> **SHORT EXERCISE**: Copy the lines from the one holding "Target: white cabinet" through the end of the material, inclusive, swapping "white" for "ivory" and changing nothing else. Leave out the pictures.

——

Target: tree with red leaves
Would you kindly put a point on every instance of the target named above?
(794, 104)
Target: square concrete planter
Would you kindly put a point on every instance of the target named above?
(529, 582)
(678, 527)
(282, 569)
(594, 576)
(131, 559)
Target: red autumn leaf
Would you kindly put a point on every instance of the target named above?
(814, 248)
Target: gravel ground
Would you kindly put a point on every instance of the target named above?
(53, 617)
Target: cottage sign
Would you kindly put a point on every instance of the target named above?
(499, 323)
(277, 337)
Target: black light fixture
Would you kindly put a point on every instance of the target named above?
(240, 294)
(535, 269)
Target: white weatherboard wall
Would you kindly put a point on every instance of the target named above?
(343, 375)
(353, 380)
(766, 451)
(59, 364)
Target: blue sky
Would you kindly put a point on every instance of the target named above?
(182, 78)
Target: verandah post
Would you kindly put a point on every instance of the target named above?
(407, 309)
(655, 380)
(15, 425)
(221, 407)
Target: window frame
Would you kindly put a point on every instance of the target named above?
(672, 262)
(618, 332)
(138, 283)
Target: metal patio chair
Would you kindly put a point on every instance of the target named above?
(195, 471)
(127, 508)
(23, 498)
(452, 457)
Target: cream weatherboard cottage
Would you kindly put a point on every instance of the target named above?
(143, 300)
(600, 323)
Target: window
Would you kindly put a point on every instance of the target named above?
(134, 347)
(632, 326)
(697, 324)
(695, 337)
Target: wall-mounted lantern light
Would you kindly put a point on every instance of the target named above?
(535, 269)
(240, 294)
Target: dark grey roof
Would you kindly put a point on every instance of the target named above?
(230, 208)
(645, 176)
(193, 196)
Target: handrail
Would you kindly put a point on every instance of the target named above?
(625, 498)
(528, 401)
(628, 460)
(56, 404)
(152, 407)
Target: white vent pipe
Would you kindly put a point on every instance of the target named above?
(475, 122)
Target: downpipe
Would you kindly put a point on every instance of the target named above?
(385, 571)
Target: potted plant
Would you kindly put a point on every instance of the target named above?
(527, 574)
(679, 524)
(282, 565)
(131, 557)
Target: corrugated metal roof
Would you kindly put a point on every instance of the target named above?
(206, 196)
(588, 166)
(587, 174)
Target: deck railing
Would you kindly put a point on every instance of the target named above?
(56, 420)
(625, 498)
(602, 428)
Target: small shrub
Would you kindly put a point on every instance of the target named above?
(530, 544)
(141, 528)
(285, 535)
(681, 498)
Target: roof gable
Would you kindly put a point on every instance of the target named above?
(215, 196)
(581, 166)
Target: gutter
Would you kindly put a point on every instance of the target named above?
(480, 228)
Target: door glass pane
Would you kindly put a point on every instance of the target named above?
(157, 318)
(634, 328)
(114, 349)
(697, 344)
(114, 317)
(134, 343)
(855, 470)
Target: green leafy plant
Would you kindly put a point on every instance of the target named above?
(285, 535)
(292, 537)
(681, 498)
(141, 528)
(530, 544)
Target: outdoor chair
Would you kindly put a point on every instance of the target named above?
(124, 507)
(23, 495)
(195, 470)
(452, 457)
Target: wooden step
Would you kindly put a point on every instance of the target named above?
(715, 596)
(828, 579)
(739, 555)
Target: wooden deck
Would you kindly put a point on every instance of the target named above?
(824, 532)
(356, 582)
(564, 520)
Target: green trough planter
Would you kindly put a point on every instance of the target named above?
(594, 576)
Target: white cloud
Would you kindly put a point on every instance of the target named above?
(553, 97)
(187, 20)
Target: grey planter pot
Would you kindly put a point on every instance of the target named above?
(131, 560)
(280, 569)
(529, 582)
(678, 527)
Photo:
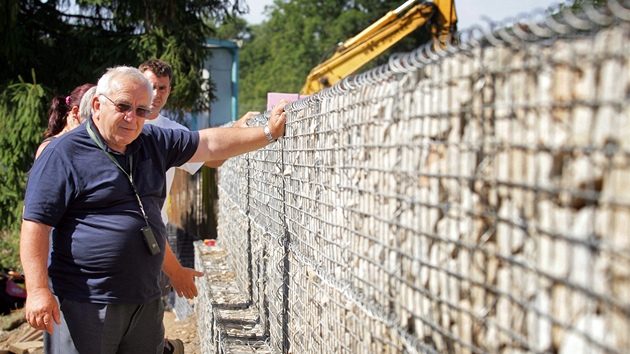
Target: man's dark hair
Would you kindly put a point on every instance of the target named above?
(159, 67)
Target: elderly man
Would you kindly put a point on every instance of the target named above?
(101, 187)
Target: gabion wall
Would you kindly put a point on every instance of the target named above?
(468, 200)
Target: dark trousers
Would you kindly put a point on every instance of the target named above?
(108, 329)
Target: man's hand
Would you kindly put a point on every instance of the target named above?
(242, 122)
(184, 282)
(41, 309)
(278, 119)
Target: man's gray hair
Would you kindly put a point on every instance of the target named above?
(115, 76)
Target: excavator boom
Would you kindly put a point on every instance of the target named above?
(378, 37)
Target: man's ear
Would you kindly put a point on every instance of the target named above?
(96, 106)
(75, 112)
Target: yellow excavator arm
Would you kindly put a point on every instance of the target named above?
(381, 35)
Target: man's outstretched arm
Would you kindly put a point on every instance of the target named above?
(223, 143)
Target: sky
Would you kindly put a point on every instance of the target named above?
(469, 12)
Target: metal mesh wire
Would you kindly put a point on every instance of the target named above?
(470, 199)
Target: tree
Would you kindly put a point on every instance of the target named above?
(299, 35)
(65, 44)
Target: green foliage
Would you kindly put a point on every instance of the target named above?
(22, 108)
(10, 250)
(68, 45)
(279, 54)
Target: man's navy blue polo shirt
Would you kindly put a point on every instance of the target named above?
(98, 252)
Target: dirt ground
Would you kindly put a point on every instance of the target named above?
(16, 330)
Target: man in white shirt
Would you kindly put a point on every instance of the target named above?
(159, 73)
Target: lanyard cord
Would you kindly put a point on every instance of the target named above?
(129, 175)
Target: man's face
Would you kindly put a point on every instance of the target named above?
(117, 128)
(161, 91)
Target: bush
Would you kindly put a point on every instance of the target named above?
(10, 250)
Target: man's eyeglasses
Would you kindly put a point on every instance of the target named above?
(125, 107)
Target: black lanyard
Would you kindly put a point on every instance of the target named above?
(129, 175)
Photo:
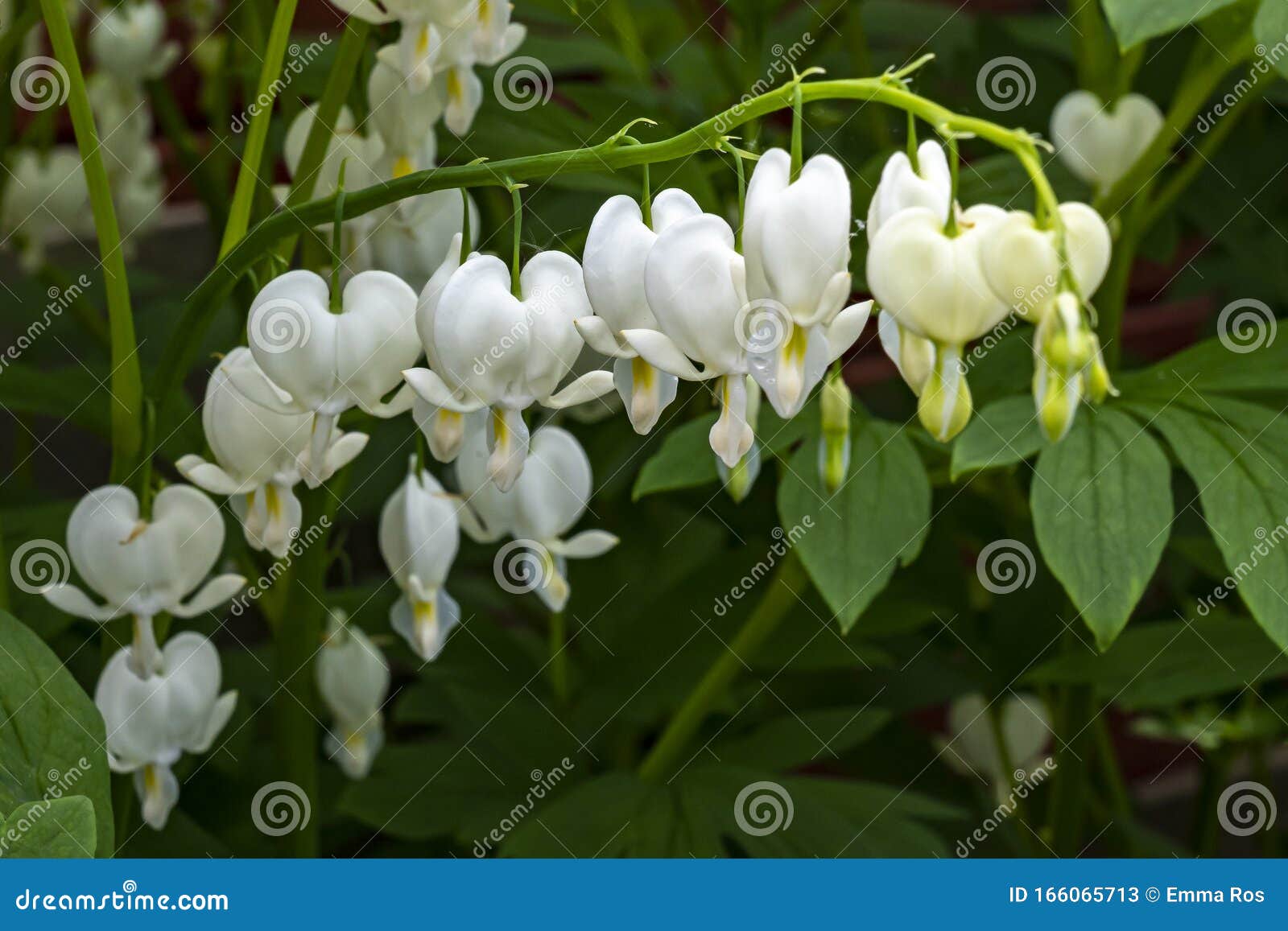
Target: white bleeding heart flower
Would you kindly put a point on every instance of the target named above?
(1022, 262)
(539, 512)
(45, 199)
(419, 538)
(796, 238)
(154, 720)
(145, 566)
(933, 283)
(617, 248)
(489, 348)
(261, 455)
(326, 362)
(972, 748)
(495, 36)
(696, 285)
(353, 682)
(402, 119)
(1100, 142)
(128, 40)
(929, 186)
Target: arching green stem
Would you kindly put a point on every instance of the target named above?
(126, 379)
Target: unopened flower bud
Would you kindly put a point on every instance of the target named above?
(944, 406)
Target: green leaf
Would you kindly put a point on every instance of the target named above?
(1270, 29)
(1137, 21)
(856, 538)
(684, 461)
(1236, 454)
(802, 738)
(1166, 662)
(51, 733)
(1101, 513)
(1002, 435)
(55, 828)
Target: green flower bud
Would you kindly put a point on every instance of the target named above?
(944, 406)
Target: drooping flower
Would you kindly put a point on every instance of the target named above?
(933, 285)
(145, 566)
(617, 248)
(45, 200)
(489, 348)
(353, 680)
(929, 186)
(1100, 142)
(261, 455)
(1022, 262)
(326, 362)
(544, 505)
(796, 237)
(154, 720)
(419, 538)
(128, 40)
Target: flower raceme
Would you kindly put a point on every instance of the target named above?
(353, 682)
(145, 566)
(261, 455)
(330, 362)
(544, 505)
(419, 538)
(154, 720)
(491, 348)
(796, 238)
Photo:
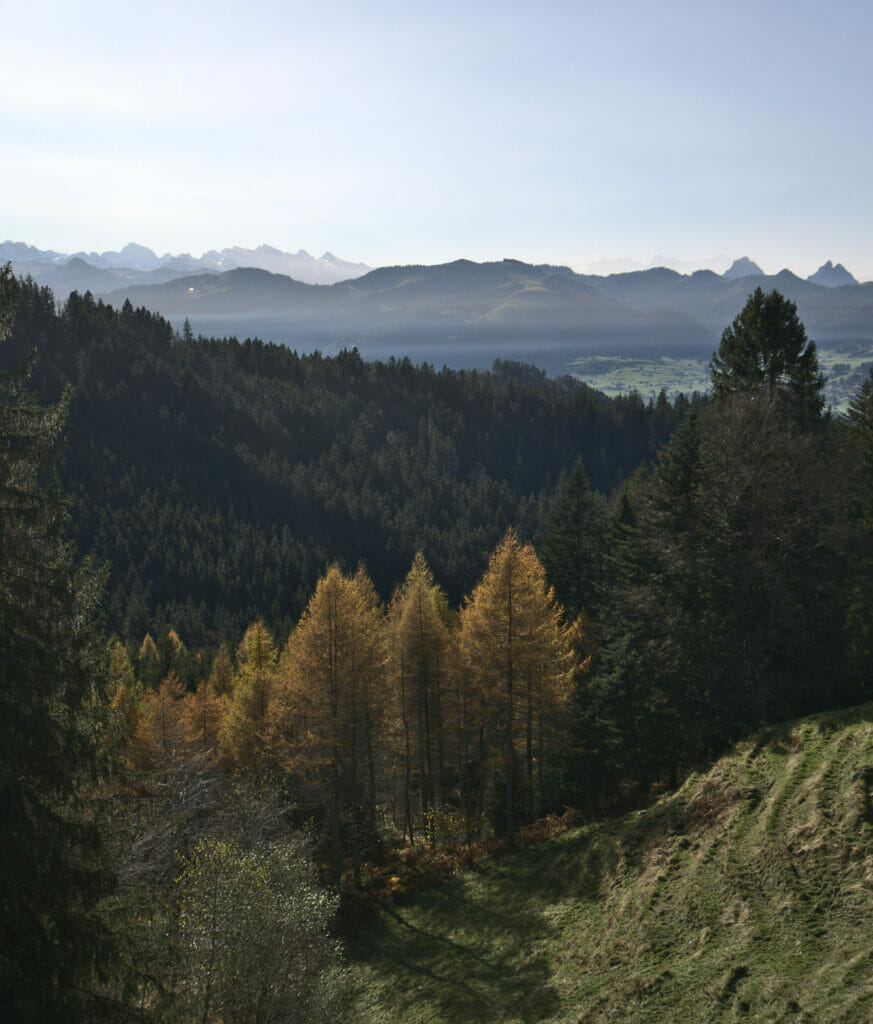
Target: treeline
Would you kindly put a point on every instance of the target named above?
(220, 479)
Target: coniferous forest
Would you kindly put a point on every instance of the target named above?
(286, 636)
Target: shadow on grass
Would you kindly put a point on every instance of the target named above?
(484, 967)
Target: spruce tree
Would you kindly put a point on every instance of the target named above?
(766, 349)
(52, 948)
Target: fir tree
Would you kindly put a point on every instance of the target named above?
(52, 947)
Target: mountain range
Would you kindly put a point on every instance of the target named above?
(99, 272)
(461, 313)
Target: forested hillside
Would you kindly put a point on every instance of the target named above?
(197, 803)
(220, 478)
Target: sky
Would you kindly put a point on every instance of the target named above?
(583, 133)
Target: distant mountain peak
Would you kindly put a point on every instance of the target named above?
(743, 267)
(831, 276)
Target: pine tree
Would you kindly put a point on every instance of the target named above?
(419, 666)
(52, 664)
(253, 688)
(766, 349)
(572, 549)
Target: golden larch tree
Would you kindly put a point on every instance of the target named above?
(518, 653)
(325, 714)
(420, 655)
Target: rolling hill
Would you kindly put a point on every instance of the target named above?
(747, 895)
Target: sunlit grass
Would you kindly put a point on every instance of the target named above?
(748, 895)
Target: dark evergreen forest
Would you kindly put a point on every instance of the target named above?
(220, 478)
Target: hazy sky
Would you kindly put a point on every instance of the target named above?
(420, 132)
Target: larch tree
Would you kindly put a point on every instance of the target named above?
(242, 729)
(325, 714)
(513, 643)
(419, 665)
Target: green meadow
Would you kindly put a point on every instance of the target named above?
(745, 896)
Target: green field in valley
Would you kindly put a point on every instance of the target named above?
(616, 374)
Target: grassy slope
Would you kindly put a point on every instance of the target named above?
(746, 896)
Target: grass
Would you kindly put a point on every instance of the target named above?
(745, 896)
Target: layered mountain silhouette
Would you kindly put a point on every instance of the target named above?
(832, 276)
(462, 313)
(99, 272)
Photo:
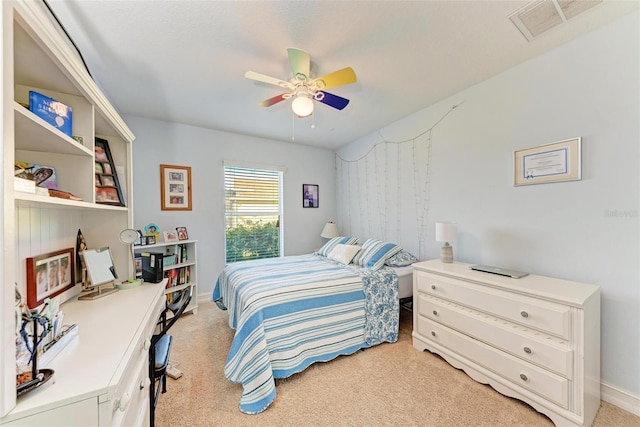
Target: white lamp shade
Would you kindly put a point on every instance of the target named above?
(302, 106)
(446, 231)
(330, 230)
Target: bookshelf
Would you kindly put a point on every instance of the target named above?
(37, 56)
(179, 265)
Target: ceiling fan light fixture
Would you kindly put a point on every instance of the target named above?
(302, 106)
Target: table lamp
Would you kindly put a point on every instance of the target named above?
(330, 230)
(446, 232)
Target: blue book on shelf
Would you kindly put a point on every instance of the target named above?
(53, 112)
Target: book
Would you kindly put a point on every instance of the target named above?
(51, 111)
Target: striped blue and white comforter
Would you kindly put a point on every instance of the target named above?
(291, 312)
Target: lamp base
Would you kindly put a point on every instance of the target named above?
(446, 253)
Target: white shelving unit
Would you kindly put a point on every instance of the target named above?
(185, 252)
(37, 55)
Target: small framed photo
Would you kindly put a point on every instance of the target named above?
(170, 236)
(182, 233)
(139, 240)
(556, 162)
(310, 196)
(108, 191)
(107, 195)
(49, 275)
(107, 181)
(175, 188)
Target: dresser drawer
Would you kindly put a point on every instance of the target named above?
(532, 346)
(542, 315)
(537, 380)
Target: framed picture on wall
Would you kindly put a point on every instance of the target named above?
(556, 162)
(175, 188)
(310, 196)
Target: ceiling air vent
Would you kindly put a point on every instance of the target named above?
(542, 15)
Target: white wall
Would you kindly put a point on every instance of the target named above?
(204, 151)
(585, 230)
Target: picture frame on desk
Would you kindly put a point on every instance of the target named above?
(182, 233)
(48, 275)
(170, 236)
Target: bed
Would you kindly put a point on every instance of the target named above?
(293, 311)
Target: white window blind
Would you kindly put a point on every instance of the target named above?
(252, 213)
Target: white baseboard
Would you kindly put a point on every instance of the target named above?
(620, 398)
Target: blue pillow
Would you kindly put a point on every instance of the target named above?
(374, 253)
(341, 240)
(401, 259)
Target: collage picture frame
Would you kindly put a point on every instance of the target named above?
(49, 275)
(175, 188)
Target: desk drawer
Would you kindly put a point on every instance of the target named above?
(544, 350)
(520, 373)
(542, 315)
(131, 398)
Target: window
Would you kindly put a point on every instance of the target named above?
(252, 213)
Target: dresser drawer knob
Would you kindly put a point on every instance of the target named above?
(145, 383)
(123, 403)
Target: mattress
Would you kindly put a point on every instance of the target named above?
(405, 281)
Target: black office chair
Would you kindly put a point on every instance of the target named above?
(161, 346)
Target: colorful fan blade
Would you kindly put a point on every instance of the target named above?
(334, 101)
(271, 101)
(267, 79)
(337, 78)
(300, 63)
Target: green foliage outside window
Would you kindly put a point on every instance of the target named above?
(252, 241)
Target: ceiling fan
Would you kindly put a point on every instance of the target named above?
(305, 89)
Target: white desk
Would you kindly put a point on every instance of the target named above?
(101, 377)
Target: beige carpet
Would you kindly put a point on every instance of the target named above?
(390, 384)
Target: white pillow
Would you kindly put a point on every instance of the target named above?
(343, 253)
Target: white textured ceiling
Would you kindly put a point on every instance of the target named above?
(184, 61)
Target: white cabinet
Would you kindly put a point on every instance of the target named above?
(36, 55)
(179, 265)
(535, 338)
(101, 378)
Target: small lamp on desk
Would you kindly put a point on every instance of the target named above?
(446, 232)
(330, 230)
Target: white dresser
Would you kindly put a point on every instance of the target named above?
(102, 377)
(535, 338)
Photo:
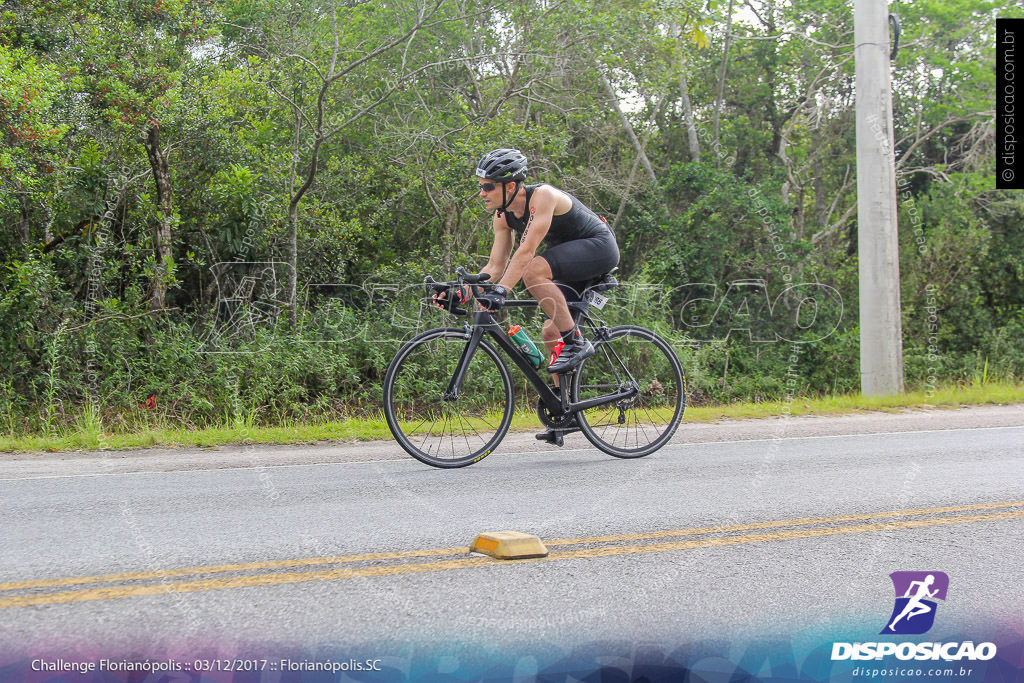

——

> **COMPLETE RESPONSE**:
Target: ivory cabinet
Would you kindly put a point on every instance of the target named above?
(36, 55)
(179, 265)
(535, 338)
(101, 378)
Target: small lamp on desk
Would you kindly put a point on every instance of the target named above?
(446, 232)
(330, 230)
Target: ivory dresser
Would you kindly put a point on every instance of the target named above?
(102, 377)
(535, 338)
Photo:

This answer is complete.